(Data excerpts)
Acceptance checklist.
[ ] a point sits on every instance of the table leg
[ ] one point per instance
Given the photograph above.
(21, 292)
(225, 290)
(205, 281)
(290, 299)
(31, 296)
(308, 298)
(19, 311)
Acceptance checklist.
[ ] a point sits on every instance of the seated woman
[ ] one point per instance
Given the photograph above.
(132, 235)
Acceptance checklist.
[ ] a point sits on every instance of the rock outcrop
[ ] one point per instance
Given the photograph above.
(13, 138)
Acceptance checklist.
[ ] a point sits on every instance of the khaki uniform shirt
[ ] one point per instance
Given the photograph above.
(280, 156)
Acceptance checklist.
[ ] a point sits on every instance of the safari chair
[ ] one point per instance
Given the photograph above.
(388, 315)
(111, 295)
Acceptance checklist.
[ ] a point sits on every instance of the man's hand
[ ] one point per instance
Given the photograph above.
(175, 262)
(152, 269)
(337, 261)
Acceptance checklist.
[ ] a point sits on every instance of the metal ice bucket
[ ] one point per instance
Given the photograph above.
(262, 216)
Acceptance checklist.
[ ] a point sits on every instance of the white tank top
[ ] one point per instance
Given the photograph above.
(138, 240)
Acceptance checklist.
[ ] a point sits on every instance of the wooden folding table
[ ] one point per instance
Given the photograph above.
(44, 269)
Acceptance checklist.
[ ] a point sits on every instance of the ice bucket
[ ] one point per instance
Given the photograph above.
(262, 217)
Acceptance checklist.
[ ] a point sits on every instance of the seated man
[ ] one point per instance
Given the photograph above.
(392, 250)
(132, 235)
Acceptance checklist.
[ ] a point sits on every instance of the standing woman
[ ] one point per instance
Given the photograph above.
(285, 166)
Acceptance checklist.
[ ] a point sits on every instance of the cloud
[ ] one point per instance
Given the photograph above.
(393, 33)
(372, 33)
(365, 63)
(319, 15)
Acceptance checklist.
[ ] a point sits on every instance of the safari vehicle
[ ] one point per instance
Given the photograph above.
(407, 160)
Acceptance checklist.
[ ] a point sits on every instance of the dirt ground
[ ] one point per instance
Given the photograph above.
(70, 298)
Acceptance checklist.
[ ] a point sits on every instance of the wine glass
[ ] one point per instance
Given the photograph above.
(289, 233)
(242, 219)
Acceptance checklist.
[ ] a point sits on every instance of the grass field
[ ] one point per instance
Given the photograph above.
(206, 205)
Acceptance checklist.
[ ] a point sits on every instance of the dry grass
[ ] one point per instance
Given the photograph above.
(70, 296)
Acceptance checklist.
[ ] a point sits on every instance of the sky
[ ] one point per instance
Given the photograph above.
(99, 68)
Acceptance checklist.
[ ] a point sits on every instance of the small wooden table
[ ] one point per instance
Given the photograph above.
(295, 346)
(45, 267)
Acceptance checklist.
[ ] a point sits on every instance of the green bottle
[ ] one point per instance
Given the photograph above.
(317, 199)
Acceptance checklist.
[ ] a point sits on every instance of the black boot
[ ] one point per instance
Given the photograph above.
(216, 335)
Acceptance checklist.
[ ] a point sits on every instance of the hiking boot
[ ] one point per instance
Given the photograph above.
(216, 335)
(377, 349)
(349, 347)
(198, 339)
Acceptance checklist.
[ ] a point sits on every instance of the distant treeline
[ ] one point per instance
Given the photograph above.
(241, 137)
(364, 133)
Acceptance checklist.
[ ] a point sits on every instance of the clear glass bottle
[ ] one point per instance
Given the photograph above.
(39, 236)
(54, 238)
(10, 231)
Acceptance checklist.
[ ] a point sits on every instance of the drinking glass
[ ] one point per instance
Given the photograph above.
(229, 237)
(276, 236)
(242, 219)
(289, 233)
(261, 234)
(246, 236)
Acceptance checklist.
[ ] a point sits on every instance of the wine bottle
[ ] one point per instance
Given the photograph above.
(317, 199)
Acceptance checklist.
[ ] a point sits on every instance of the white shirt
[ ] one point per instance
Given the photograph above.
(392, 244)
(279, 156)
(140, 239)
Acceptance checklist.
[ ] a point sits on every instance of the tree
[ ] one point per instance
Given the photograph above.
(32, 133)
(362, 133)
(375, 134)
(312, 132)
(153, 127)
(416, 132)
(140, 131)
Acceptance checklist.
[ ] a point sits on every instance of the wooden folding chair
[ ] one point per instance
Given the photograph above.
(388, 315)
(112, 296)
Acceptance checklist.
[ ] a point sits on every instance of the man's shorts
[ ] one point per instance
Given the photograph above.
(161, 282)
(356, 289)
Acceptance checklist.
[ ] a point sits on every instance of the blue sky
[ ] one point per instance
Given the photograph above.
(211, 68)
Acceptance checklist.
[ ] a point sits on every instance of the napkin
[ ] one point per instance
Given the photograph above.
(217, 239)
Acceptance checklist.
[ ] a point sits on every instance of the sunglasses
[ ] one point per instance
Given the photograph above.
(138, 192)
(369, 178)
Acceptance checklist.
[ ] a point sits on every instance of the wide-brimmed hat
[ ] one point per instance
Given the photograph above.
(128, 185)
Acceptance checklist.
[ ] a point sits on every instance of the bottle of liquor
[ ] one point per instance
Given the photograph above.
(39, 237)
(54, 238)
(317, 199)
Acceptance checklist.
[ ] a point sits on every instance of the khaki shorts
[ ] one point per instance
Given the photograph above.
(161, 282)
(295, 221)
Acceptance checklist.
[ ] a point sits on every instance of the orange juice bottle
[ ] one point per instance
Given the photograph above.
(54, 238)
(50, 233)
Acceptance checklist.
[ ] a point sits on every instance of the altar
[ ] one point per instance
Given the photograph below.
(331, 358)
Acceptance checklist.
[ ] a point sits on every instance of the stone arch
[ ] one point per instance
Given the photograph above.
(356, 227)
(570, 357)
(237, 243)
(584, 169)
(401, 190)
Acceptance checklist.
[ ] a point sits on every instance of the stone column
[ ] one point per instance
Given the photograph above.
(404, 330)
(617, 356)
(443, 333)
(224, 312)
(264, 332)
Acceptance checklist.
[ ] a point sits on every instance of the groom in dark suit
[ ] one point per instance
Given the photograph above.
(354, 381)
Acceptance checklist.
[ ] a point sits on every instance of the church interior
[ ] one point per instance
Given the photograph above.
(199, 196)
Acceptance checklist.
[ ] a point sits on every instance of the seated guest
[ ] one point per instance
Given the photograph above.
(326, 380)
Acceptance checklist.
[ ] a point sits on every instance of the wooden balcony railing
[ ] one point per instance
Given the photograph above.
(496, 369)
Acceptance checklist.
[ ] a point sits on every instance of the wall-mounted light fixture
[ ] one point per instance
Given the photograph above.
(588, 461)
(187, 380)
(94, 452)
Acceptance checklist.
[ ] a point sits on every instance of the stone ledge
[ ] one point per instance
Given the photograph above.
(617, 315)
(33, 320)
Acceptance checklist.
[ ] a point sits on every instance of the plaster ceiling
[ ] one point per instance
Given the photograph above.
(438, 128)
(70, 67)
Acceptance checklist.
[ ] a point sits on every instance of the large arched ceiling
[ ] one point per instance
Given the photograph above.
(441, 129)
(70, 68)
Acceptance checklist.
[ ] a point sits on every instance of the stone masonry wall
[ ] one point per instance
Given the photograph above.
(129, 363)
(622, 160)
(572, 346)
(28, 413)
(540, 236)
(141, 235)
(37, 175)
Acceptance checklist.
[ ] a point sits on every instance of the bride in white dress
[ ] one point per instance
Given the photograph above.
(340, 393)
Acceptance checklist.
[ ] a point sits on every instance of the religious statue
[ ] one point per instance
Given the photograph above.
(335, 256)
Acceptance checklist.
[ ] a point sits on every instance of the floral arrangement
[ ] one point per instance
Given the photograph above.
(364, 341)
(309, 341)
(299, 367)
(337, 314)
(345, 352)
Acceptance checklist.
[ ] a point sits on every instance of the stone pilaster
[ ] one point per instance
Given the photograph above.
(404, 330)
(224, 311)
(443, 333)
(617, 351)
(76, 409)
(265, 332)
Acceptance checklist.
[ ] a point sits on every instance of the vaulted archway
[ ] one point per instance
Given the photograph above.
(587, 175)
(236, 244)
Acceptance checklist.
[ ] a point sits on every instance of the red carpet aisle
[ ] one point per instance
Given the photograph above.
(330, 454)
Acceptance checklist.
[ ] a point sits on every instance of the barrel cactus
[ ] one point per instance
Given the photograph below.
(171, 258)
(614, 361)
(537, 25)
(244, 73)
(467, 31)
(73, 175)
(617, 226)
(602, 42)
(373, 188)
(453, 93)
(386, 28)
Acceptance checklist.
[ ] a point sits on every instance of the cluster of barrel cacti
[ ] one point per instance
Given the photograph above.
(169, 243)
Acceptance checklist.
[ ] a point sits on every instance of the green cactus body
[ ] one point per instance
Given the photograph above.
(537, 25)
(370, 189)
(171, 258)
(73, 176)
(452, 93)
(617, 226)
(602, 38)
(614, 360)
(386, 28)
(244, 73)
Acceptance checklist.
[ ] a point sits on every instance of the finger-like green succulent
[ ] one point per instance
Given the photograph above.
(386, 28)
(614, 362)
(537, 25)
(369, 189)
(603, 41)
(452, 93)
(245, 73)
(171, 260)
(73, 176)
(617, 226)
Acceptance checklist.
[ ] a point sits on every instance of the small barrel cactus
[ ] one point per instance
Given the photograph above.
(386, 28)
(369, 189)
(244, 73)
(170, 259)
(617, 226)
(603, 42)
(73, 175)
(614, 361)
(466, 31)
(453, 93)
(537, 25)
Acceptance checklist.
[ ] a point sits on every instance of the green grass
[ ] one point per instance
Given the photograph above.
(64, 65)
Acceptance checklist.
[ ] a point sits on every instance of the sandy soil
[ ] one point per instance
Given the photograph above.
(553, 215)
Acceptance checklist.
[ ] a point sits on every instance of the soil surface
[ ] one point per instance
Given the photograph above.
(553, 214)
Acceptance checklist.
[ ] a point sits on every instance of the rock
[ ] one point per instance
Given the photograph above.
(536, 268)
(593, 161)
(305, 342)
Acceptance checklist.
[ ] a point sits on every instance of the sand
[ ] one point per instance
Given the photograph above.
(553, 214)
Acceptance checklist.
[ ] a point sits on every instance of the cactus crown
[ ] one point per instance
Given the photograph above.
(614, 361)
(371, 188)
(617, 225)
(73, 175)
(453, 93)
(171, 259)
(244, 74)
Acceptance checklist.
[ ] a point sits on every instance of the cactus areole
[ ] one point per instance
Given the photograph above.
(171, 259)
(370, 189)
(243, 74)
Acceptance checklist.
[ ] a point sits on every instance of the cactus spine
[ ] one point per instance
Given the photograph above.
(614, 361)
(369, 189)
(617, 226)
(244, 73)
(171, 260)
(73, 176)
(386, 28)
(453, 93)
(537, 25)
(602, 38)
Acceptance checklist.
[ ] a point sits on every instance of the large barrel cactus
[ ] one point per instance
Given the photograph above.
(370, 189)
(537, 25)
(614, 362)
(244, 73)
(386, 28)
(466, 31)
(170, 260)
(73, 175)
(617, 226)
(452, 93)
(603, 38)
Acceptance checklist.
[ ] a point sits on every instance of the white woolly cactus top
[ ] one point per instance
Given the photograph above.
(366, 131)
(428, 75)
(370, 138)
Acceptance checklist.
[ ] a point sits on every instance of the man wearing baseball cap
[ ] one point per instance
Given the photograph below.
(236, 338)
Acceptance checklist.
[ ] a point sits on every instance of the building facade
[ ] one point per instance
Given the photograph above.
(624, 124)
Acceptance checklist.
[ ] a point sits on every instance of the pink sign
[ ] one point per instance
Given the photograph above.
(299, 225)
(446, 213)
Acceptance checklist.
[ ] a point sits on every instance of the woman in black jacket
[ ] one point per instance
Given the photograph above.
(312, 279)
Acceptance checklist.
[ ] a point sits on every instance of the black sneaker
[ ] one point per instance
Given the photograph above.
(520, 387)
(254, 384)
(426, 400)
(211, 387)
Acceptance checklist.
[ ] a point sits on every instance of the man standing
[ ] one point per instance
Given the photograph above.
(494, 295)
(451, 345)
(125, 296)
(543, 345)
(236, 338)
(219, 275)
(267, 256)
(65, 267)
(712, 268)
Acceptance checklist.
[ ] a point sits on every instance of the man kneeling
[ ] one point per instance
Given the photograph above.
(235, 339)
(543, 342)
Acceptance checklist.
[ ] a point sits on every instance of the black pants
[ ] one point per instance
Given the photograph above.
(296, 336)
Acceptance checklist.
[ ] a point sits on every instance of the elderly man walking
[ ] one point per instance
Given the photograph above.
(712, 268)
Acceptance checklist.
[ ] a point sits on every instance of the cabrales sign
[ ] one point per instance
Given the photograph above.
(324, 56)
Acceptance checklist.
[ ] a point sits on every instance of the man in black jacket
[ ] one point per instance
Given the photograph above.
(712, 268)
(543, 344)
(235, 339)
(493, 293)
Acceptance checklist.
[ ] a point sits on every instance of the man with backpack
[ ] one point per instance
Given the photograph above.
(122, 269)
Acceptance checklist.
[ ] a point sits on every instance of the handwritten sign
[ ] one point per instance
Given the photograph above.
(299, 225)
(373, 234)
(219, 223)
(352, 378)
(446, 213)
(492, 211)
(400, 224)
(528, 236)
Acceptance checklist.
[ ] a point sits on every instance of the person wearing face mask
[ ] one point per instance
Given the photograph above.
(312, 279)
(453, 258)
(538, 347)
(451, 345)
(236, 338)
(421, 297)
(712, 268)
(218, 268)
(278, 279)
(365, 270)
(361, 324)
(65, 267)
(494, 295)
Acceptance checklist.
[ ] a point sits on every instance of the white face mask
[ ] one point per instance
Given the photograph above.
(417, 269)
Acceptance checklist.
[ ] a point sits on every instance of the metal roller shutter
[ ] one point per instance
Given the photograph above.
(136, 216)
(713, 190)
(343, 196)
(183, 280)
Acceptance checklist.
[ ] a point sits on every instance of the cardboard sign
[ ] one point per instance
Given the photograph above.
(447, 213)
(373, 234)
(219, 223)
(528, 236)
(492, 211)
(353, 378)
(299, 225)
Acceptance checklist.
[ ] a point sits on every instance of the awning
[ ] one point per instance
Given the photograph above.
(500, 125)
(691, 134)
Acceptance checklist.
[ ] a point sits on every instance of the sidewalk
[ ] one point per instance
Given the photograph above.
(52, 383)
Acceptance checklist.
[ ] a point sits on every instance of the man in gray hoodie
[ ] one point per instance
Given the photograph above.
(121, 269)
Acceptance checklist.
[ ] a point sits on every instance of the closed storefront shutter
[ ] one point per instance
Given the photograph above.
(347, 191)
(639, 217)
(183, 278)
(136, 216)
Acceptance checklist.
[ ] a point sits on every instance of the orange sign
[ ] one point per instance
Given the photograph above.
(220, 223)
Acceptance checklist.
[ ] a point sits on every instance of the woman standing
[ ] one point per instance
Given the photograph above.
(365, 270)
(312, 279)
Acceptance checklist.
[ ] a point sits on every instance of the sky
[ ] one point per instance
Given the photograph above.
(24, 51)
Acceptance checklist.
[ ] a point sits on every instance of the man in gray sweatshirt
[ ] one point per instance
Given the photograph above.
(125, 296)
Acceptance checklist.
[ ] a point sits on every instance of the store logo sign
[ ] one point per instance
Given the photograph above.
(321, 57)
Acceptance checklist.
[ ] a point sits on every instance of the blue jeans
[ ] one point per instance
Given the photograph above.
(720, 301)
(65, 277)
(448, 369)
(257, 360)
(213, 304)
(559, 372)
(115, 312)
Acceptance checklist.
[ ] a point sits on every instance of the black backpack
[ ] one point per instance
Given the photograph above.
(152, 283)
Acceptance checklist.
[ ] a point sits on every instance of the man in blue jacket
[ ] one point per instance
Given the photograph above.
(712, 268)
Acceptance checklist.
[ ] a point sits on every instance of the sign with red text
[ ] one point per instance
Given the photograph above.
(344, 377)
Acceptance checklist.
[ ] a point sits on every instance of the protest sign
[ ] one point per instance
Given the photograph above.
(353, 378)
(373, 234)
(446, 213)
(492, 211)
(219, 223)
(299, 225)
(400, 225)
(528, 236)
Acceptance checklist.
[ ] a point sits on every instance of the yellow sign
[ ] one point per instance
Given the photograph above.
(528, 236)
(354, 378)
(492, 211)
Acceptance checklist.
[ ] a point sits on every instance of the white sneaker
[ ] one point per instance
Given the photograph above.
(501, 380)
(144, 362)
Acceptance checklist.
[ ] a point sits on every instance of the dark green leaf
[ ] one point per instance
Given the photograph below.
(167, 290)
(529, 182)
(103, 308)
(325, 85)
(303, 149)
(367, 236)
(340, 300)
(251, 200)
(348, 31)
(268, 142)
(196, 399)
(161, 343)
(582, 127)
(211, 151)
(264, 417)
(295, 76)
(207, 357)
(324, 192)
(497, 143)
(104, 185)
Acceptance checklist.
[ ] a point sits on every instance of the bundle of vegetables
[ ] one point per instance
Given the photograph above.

> [What you are asked to do]: All lines above that include the word "green" should be located and copied.

> [Task output]:
[ ] a point sits on every instance of the green bottle
[ ] a point sits on every instance of the green cactus body
[ ] a point sits on every instance of the finger-like green succulent
[ ] a point sits on every instance of the green grass
[ ] a point sits on every instance of the dark green leaf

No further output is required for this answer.